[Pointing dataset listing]
--- begin ---
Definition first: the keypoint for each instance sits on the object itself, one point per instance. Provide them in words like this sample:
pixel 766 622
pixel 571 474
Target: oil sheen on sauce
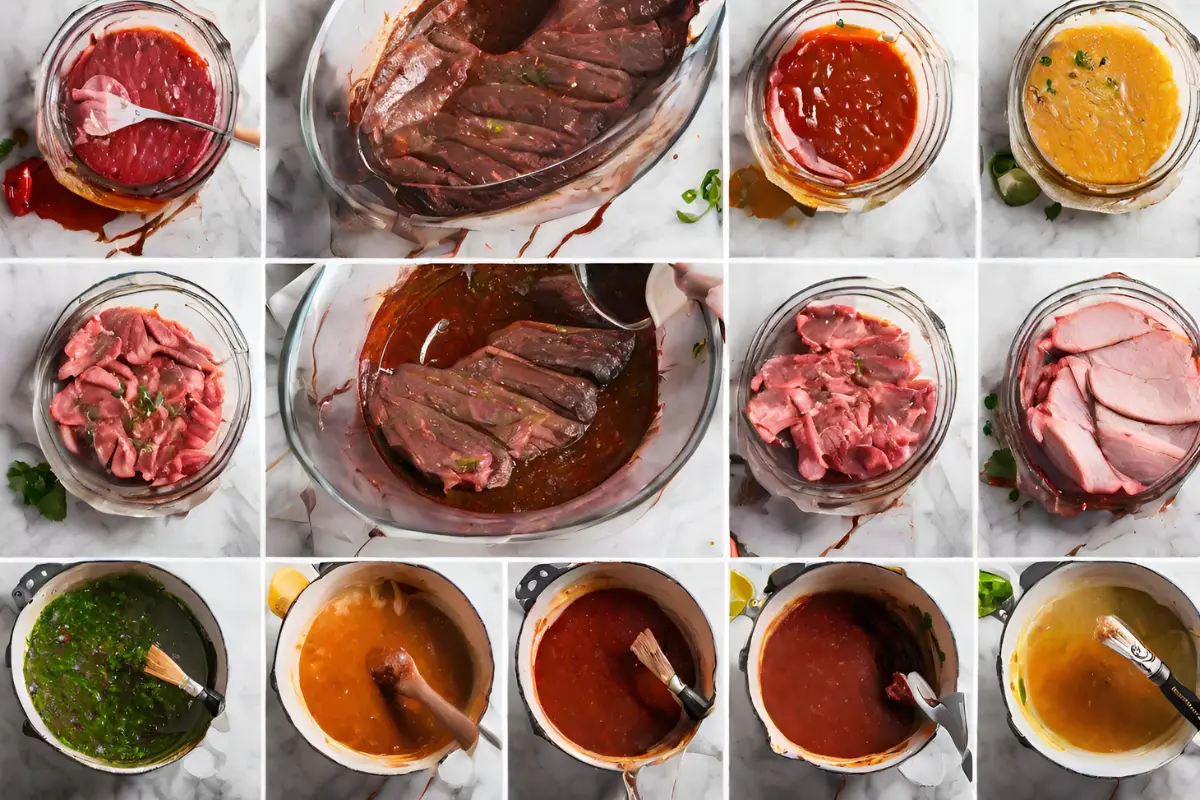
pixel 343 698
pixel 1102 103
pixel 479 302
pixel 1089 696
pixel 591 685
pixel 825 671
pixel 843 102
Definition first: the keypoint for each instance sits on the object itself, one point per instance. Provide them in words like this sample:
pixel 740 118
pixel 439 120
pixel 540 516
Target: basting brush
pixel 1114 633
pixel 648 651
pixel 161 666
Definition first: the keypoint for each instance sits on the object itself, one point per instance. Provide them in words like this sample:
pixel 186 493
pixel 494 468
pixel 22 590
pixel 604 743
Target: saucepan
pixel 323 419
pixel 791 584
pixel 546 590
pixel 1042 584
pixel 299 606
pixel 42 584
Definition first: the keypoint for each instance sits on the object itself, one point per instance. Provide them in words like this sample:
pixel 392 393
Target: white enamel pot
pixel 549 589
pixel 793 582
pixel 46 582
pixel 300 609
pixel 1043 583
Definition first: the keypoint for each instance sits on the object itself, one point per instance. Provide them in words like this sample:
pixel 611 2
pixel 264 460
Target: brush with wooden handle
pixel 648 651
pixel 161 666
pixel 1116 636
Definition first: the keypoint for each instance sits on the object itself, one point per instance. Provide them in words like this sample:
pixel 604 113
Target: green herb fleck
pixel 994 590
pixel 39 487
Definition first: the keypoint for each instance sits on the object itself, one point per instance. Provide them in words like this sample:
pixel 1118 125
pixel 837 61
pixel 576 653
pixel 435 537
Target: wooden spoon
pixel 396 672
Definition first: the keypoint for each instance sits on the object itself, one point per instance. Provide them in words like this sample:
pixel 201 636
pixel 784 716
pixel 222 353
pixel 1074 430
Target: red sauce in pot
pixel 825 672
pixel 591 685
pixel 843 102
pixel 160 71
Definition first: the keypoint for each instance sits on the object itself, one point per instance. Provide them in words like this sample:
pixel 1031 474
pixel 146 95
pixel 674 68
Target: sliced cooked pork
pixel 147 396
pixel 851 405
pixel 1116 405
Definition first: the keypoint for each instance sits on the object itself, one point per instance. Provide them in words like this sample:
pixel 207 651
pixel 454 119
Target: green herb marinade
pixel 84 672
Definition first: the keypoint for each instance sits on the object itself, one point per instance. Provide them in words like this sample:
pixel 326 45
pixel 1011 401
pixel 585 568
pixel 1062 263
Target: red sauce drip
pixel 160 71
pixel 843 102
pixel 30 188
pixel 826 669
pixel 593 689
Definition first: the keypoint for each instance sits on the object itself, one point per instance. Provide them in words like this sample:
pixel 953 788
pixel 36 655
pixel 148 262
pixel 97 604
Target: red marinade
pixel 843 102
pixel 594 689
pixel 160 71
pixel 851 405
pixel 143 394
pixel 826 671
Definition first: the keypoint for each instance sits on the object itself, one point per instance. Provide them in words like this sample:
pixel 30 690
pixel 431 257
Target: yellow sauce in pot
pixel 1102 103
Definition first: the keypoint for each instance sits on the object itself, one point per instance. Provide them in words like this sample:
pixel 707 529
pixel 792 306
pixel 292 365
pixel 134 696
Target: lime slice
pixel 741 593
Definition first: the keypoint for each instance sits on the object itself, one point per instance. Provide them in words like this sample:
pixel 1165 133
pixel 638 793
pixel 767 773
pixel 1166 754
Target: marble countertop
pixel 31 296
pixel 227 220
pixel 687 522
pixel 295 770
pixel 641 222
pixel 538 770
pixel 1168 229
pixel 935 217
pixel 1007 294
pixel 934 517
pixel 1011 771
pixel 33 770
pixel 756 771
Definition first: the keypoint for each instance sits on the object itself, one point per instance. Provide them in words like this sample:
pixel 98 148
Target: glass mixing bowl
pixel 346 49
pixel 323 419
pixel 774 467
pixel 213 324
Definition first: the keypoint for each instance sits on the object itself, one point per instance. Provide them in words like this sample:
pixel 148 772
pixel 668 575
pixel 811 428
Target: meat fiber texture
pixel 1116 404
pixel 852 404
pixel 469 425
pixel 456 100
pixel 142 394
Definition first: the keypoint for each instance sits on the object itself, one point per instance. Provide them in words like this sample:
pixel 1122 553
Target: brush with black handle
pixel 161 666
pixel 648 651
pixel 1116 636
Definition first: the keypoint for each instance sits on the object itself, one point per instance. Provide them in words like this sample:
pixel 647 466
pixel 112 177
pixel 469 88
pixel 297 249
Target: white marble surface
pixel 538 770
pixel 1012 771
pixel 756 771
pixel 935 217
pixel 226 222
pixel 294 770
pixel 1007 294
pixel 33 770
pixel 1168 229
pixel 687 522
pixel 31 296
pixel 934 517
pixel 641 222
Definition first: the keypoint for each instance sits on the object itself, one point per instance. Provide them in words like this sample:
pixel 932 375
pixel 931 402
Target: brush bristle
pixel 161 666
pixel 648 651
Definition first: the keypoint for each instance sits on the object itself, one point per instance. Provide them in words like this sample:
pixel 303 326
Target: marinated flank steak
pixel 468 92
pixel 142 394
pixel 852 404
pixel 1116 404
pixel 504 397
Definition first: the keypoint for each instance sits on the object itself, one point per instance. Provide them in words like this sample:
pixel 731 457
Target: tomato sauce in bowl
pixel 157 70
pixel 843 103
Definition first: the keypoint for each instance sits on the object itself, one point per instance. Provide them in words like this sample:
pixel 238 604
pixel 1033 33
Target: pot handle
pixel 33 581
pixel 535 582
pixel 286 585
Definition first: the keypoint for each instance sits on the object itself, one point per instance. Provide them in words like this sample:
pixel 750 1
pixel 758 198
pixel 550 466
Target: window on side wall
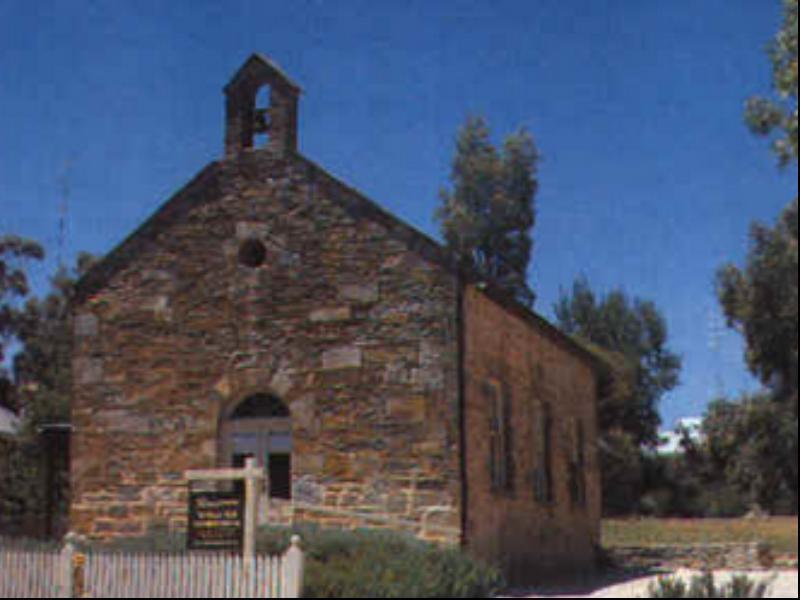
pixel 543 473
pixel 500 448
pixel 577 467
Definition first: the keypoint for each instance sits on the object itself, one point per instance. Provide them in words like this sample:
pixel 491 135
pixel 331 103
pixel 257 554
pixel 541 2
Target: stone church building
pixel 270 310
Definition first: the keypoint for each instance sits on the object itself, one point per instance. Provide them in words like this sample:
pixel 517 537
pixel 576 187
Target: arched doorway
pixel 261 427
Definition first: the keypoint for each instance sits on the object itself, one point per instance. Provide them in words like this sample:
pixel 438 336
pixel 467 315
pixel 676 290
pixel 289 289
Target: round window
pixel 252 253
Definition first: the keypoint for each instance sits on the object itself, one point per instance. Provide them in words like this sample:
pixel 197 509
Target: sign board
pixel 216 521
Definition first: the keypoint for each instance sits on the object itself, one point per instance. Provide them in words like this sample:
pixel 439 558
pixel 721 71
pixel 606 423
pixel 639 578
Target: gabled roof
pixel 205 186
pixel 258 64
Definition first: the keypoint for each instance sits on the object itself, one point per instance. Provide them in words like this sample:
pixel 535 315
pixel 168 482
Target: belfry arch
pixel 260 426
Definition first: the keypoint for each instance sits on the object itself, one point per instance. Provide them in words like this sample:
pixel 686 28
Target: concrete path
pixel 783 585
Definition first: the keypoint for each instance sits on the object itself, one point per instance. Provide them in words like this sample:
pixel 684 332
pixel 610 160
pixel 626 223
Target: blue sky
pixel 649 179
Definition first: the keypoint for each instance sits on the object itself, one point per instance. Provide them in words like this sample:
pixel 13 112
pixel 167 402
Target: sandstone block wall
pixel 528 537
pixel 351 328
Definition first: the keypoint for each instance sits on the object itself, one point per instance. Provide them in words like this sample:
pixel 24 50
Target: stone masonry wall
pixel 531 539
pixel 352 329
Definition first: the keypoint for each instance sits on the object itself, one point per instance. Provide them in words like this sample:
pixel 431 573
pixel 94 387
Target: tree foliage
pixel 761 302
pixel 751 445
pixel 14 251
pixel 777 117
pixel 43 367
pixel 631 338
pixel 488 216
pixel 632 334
--- end ---
Please return each line of the listing above that contains the word "white".

Result of the exercise =>
Target: white enamel pot
Target: white marble surface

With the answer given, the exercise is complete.